======== ТЕКСТ ========

По окончании обеда, когда большинство советских и иностранных гостей разъехалось, И. В. Сталин пригласил оставшихся в кинозал, чтобы показать им кинокартину «Антон Иванович сердится». Во время сеанса он сидел рядом с Черчиллем и Иденом и громко комментировал им происходящее на экране – через переводчика, конечно. Розовощекий толстяк и его стройный, лощеный сосед с деланным вниманием слушали перевод комментариев И. В. Сталина и диалога на экране, время от времени благодушно улыбаясь. По окончании фильма они попрощались с радушными хозяевами.
19 октября я узнал наконец то, что не было досказано раньше. Вечером в этот день я был вызван к наркому, который заявил мне, что возникли новые обстоятельства, мешающие выполнению моего варианта поездки в Америку через Каир и Северную Африку. Дело в том, что меня включили в состав делегации, которая на днях отправляется в Чикаго для участия в международной конференции по вопросам гражданской авиации. Для рассмотрения вопросов технического и экономического порядка в делегацию входят компетентные специалисты авиационного дела, а посол Громыко, назначенный ее главой, и я должны обеспечить дипломатическую сторону соглашения. В связи с этим мне необходимо, не теряя времени, связаться с Главным управлением Гражданского воздушного флота, ознакомиться с соответствующими материалами и приготовиться к отлету. Вопрос об отправке в Америку моей семьи будет решен позднее, «в зависимости от обстоятельств».
Ох уж эти обстоятельства! Чего только не вытворяют они со мной и с моей семьей!
В те дни я записал в дневнике:
«Конференция открывается 1 ноября. После ее окончания я, по-видимому, отправлюсь в Вашингтон. Но кто может теперь предугадать мое местонахождение в ближайшие месяцы? Моя судьба полна превратностей. Ведь собирался же я вскоре вернуться в Каир, чтобы оттуда с семьей лететь в Вашингтон. А вместо этого лечу «холостяком» в очередную командировку».
Добавлю, что лететь предстояло через всю Сибирь, Аляску и Канаду. Для такого сугубо северного маршрута, в условиях уже царившей там зимы, у меня не было теплой одежды, а запасаться ею у меня уже не хватало времени, не до того было: вылет намечался на 22 октября…
Часть третья.
На Западе
1. Посольство в Вашингтоне
Из Москвы наша делегация, как и намечалось, вылетела 22 октября 1944 года – с большим запасом времени до открытия конференции в Чикаго.
Этапами нашего перелета над советской территорией стали Свердловск, Красноярск, Киренск, Якутск и Маркове (на реке Анадырь), над Аляской – Фэрбенкс, над Канадой – Эдмонтон и Виннипег.
В Виннипег мы прибыли 27 октября и могли бы в тот же день добраться до Чикаго, но спешить нам было незачем – до открытия конференции оставалось еще четверо суток. Поэтому последний перелет мы отложили на 28 октября. А утром 28-го в номере гостиницы, который я делил с генерал-майором авиации А. Р. Перминовым, неожиданно раздался телефонный звонок из Вашингтона. Вызывали меня. Бесстрастный женский голос, осведомившись о том, кто у телефона, сказал по-русски, что сейчас со мною будет говорить посол Громыко.

======== ЗАПИСАННЫЕ ДАННЫЕ ========

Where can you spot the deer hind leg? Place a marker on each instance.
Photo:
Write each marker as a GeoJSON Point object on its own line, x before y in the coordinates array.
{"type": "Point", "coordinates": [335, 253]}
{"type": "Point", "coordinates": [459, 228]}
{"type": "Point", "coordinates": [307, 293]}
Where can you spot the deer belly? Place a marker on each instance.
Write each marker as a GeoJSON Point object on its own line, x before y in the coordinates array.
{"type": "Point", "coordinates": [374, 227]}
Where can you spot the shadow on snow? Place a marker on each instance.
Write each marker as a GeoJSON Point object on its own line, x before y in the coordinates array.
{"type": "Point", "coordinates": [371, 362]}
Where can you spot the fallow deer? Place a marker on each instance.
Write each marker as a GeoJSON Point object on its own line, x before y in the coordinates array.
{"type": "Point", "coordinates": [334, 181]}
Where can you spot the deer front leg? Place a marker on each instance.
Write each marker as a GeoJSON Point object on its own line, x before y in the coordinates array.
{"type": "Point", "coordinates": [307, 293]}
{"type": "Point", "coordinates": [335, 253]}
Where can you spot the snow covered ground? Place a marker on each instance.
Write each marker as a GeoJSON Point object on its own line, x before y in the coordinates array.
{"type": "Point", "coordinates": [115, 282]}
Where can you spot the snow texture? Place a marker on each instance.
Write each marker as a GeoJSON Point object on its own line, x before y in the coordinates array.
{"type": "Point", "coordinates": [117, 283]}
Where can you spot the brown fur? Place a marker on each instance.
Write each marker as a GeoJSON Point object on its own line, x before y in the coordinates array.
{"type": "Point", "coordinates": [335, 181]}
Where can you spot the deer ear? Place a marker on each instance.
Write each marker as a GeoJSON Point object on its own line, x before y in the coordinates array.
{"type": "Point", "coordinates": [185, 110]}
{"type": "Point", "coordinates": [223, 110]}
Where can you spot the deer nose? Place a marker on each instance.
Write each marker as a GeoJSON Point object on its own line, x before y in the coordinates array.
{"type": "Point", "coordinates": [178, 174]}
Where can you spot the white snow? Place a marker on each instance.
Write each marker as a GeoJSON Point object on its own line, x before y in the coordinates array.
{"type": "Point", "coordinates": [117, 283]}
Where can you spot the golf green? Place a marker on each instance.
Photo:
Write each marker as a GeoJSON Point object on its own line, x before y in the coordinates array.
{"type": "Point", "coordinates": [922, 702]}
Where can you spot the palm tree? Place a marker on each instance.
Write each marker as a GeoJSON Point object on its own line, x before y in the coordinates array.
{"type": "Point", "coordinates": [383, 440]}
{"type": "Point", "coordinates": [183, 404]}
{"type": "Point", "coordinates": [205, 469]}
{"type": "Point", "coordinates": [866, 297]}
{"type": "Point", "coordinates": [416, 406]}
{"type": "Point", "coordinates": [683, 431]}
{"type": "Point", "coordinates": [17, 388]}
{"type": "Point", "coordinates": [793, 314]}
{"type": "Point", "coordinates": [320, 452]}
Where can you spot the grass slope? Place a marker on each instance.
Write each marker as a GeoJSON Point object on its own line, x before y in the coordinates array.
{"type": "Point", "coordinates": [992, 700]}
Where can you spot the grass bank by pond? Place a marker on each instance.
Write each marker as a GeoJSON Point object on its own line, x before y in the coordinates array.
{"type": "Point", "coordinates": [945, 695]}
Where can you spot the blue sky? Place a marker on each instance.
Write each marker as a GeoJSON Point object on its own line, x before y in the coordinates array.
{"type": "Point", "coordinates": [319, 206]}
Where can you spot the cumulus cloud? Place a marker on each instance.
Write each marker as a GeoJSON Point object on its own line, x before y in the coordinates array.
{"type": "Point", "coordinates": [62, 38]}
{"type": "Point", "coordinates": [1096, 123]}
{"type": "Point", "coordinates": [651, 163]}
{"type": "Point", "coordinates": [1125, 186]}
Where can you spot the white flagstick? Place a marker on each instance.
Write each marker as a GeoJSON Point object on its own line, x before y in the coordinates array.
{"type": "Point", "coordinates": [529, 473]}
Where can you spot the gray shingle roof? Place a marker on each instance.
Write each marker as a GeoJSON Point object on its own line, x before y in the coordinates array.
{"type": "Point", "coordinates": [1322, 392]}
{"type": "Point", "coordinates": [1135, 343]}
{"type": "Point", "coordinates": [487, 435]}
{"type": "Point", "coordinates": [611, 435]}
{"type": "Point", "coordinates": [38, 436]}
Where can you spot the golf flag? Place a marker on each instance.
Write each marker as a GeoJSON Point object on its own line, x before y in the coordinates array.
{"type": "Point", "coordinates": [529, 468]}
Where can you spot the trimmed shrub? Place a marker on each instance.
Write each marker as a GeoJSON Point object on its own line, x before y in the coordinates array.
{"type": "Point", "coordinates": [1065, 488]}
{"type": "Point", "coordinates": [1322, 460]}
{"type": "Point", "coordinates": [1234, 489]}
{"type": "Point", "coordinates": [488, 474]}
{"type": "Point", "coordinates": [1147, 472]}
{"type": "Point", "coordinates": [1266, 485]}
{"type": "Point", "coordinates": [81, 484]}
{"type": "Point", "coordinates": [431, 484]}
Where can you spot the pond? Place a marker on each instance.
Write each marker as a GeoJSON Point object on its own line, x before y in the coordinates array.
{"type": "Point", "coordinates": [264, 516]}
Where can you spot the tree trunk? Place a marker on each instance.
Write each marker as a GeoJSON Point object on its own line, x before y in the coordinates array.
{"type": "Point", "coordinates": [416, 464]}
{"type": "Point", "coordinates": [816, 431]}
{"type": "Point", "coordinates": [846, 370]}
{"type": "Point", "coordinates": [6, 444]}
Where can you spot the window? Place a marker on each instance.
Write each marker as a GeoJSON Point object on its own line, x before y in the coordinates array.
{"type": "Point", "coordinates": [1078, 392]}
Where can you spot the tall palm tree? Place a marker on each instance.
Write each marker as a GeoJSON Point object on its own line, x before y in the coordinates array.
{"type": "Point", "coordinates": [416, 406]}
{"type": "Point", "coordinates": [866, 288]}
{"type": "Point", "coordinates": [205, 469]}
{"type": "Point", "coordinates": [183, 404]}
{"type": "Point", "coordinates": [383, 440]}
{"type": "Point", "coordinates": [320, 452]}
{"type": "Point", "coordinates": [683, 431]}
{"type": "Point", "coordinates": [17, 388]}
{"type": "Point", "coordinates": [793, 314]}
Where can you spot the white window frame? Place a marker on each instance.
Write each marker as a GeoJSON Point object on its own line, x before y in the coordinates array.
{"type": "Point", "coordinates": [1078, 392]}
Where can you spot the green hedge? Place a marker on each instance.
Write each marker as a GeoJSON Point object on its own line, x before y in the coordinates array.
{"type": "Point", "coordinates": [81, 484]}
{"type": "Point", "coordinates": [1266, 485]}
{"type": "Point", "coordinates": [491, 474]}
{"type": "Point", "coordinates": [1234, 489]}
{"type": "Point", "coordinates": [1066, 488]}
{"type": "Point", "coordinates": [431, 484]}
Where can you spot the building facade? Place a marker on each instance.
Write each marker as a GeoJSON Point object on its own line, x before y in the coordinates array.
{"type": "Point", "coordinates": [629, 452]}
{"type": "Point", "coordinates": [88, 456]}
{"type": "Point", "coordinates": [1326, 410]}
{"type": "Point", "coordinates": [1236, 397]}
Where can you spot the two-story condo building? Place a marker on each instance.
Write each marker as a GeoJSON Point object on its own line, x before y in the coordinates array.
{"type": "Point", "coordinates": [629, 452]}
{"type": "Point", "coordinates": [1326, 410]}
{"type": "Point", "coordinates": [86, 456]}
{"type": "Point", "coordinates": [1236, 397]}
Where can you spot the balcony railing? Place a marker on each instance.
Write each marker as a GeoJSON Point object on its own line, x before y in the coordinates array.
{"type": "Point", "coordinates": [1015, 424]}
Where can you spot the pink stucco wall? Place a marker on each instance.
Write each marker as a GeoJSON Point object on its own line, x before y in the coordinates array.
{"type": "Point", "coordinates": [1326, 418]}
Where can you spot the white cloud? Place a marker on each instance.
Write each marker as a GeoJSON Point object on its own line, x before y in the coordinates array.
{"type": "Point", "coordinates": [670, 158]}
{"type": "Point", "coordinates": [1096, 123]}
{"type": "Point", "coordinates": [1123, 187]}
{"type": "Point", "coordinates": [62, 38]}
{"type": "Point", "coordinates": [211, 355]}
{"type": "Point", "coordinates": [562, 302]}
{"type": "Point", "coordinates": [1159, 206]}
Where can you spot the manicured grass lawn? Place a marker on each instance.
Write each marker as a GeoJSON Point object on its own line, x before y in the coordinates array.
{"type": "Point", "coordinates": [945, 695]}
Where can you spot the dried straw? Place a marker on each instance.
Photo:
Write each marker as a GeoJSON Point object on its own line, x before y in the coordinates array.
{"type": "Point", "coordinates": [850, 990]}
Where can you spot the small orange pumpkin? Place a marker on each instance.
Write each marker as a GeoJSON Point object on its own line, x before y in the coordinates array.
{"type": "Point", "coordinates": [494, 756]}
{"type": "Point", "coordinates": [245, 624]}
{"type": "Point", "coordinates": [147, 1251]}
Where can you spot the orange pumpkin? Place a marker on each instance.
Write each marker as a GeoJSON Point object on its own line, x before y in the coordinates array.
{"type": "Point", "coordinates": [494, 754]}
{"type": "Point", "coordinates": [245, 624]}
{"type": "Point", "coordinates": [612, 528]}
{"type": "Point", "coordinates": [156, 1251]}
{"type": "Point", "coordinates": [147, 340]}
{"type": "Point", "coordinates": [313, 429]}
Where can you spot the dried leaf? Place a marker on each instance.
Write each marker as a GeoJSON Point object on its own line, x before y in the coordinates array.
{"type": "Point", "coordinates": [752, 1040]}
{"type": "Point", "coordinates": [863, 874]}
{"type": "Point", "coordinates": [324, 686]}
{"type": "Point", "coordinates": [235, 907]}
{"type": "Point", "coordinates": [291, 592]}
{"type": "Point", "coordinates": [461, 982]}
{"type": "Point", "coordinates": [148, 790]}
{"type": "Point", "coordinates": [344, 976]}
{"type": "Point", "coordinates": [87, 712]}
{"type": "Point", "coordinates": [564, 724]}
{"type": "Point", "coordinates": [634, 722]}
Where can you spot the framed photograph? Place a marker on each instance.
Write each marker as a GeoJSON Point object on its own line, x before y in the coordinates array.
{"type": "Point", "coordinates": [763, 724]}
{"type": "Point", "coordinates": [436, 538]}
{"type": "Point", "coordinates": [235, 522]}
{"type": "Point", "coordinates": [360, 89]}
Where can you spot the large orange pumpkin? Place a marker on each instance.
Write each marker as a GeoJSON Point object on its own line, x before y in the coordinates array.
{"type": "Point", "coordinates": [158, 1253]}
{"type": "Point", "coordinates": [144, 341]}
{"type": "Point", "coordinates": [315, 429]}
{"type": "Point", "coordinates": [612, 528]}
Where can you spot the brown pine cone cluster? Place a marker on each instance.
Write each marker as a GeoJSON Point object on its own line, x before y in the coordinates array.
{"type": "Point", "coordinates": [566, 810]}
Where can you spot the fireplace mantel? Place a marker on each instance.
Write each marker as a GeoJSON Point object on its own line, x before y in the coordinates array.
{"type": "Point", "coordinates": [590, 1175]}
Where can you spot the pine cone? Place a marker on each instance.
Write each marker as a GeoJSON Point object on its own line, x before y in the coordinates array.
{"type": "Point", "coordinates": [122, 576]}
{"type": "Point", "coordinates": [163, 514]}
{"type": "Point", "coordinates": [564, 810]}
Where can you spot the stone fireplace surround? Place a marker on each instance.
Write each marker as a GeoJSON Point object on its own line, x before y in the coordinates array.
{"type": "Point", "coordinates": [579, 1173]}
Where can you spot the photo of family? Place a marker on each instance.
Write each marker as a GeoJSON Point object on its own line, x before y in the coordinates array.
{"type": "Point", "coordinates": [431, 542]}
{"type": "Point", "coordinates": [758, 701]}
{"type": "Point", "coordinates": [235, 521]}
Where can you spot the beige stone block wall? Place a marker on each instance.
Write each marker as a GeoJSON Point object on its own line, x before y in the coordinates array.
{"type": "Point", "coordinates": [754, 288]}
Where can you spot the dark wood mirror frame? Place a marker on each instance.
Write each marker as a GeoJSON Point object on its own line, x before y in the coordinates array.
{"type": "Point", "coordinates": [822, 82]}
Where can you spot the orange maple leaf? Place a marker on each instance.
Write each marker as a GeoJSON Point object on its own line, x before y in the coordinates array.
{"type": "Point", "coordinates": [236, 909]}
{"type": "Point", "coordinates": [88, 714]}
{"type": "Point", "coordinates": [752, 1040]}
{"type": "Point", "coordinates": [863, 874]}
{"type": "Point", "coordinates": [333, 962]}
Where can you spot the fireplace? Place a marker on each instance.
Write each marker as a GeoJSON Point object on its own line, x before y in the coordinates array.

========

:: ПИСЬМЕННОЕ ЗАДАНИЕ A ::
Переведите на английский язык предложение из воспоминаний о перелете делегации: «Из Москвы наша делегация, как и намечалось, вылетела 22 октября 1944 года – с большим запасом времени до открытия конференции в Чикаго.»
:: ПИСЬМЕННОЕ ЗАДАНИЕ B ::
Допишите следующий фрагмент воспоминаний о перелете делегации в Чикаго, начав сразу после последнего приведенного предложения.
Записи к тексту не относятся.

:: ПИСЬМЕННЫЙ ОТВЕТ A ::
As planned, our delegation flew out of Moscow on October 22, 1944, well ahead of the opening of the conference in Chicago.

:: ПИСЬМЕННЫЙ ОТВЕТ B ::
Легко представить мое удивление, когда посол в крайне лаконичной форме передал только что полученное из Москвы распоряжение НКИД: делегации задержаться в Виннипеге впредь до новых указаний. От каких бы то ни было разъяснений Громыко уклонился, а я на них не настаивал – не обо всем удобно беседовать по международному телефону.
О своем разговоре с послом я тотчас сообщил членам делегации и экипажа. Все мы крайне недоумевали и строили всяческие предположения о причине задержки, но ни на одном из них так и не остановились.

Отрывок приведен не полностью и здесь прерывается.